─── Data for this exercise

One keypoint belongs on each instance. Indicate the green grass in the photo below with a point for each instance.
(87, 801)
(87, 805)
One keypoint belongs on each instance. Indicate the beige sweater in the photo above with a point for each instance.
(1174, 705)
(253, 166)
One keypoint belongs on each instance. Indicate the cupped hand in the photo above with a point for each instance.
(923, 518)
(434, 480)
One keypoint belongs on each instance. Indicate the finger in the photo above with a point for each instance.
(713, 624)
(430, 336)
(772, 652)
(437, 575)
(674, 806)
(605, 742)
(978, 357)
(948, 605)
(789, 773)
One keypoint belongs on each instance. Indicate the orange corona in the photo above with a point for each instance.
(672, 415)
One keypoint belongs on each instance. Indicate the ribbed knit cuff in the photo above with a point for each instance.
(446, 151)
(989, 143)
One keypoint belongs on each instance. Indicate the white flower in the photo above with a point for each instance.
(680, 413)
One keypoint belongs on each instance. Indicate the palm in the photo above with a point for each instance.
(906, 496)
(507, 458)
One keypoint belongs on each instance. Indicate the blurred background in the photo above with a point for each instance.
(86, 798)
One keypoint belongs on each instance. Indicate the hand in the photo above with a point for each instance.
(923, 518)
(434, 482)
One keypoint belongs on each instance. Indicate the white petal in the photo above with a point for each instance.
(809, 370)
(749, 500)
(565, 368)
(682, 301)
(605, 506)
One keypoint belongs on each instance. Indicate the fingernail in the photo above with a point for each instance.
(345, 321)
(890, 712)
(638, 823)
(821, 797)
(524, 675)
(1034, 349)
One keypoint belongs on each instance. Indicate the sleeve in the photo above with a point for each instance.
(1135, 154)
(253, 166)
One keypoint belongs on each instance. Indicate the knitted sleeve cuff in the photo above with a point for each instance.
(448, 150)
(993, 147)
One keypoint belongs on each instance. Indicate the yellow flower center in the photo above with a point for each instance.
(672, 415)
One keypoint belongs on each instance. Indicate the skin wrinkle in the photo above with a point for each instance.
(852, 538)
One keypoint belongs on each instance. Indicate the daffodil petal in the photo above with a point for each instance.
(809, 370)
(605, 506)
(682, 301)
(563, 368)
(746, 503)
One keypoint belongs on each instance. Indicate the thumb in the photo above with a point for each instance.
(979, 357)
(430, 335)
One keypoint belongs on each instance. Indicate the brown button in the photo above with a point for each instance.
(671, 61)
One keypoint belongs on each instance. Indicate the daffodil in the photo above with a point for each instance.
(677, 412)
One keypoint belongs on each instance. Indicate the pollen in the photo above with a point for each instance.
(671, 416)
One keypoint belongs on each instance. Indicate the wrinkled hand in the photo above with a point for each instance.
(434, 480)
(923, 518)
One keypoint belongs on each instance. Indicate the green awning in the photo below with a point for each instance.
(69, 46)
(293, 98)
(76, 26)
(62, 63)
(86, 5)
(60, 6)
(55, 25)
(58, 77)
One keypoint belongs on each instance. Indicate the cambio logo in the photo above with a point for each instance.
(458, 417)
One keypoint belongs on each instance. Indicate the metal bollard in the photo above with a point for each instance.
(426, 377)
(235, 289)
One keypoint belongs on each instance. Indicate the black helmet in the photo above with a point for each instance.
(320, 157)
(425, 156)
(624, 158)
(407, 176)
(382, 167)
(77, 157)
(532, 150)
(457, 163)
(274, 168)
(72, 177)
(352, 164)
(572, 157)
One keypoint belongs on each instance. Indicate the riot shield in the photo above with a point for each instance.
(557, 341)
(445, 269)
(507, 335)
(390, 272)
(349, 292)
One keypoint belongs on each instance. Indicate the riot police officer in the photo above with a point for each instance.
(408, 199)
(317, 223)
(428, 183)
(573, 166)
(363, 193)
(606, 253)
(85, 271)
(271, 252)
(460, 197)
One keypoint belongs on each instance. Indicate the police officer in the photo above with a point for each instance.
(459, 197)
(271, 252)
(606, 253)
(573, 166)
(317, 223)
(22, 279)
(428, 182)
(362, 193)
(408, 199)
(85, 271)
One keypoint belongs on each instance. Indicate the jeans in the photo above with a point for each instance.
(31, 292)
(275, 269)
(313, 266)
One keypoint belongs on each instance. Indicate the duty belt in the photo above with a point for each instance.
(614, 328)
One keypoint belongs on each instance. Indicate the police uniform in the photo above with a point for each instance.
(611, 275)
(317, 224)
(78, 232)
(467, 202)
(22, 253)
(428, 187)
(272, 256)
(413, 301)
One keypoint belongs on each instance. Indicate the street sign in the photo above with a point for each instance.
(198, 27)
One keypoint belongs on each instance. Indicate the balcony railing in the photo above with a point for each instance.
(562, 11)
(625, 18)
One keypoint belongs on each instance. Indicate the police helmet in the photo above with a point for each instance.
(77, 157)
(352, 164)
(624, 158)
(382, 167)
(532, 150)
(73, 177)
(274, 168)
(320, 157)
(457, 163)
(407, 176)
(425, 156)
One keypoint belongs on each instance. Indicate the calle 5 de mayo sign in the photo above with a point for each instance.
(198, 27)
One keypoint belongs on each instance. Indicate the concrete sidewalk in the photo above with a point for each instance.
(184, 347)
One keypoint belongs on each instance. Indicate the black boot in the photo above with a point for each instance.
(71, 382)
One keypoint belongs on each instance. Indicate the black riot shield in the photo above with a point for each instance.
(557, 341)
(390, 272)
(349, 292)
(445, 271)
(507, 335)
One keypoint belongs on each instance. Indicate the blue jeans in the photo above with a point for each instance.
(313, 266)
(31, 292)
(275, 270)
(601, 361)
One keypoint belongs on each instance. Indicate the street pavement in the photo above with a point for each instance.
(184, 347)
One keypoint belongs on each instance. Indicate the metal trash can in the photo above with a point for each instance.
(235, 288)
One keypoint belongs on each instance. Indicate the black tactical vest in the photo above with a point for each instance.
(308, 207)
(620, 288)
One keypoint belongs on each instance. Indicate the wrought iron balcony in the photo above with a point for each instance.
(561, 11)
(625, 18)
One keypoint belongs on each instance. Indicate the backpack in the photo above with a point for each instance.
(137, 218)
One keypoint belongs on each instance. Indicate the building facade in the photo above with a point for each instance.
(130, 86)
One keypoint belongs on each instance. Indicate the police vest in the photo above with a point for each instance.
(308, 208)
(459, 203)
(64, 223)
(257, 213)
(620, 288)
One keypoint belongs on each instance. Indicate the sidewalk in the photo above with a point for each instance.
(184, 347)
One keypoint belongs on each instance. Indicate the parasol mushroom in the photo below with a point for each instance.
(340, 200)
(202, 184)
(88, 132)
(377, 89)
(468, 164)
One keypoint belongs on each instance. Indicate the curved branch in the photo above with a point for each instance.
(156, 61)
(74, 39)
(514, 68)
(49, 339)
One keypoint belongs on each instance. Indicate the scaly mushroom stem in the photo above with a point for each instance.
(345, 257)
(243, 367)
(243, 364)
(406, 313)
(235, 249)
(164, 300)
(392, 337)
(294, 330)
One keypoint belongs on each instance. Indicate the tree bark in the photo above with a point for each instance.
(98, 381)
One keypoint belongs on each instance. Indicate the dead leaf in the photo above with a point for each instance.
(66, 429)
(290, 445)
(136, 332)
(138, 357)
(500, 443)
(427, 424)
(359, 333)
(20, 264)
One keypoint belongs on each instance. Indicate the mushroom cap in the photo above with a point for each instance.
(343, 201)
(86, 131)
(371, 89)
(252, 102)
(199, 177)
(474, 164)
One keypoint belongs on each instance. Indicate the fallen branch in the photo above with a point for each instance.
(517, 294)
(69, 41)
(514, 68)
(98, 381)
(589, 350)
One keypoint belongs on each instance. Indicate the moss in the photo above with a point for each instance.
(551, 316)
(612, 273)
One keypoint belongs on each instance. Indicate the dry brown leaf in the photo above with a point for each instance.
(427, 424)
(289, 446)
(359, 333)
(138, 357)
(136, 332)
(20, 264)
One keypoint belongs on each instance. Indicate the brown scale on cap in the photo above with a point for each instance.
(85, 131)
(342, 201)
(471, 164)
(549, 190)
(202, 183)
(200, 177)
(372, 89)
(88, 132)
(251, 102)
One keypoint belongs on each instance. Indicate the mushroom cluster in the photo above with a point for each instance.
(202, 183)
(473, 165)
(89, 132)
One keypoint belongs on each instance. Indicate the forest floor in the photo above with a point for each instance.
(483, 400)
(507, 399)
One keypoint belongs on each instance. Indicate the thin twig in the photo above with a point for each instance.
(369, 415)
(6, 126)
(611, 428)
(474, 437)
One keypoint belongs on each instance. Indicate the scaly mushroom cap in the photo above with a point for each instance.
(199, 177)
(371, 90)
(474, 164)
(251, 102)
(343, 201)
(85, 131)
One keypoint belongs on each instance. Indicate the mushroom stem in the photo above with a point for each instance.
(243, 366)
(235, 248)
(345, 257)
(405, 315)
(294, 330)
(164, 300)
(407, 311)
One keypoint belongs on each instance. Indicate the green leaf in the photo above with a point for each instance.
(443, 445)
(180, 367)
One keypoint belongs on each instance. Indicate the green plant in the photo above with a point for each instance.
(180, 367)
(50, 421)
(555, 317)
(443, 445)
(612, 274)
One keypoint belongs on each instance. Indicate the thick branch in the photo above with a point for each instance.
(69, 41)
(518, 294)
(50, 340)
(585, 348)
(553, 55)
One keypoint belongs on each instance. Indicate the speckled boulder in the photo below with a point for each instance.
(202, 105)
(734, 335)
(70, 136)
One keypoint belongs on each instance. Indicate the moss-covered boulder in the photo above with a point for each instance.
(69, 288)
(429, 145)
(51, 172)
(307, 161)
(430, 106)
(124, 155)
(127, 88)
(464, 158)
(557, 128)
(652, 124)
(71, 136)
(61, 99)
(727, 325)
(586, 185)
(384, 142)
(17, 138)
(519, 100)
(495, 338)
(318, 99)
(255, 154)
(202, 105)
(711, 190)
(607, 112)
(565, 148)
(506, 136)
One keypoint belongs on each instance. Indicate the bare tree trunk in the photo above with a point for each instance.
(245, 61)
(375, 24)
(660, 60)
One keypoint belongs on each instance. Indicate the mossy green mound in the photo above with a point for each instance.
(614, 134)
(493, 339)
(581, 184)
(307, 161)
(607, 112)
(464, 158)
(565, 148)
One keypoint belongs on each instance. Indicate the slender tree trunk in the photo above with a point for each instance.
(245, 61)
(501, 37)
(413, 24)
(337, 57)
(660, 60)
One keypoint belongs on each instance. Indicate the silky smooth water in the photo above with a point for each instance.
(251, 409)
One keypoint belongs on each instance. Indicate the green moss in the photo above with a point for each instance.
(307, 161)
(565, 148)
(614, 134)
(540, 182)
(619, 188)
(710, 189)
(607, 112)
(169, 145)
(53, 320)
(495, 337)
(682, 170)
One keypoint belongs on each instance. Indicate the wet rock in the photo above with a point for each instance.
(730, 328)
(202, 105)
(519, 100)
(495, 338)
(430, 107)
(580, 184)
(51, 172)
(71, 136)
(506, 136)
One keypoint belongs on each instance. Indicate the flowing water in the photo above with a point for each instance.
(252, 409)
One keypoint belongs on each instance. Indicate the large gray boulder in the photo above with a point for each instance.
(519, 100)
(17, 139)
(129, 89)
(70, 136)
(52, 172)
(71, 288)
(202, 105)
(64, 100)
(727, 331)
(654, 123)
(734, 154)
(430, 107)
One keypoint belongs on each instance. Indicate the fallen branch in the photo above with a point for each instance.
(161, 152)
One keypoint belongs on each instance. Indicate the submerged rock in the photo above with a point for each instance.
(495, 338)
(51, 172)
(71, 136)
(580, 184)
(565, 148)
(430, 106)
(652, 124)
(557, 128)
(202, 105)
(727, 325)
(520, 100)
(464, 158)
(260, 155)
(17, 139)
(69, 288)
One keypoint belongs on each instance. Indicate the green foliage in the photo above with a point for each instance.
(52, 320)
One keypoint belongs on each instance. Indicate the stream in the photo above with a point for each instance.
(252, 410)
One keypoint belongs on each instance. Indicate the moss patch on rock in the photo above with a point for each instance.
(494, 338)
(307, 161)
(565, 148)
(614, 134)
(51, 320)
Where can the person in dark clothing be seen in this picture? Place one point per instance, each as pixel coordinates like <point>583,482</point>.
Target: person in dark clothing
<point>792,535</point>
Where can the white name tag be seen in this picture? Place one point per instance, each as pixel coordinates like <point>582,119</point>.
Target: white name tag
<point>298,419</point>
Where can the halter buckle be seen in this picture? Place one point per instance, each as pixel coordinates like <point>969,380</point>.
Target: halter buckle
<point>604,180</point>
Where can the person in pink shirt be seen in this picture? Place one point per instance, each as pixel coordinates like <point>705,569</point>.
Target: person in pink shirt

──────

» Work to be completed
Report how many lines of the entries hold the word "seen". Nothing else is needed.

» Your response
4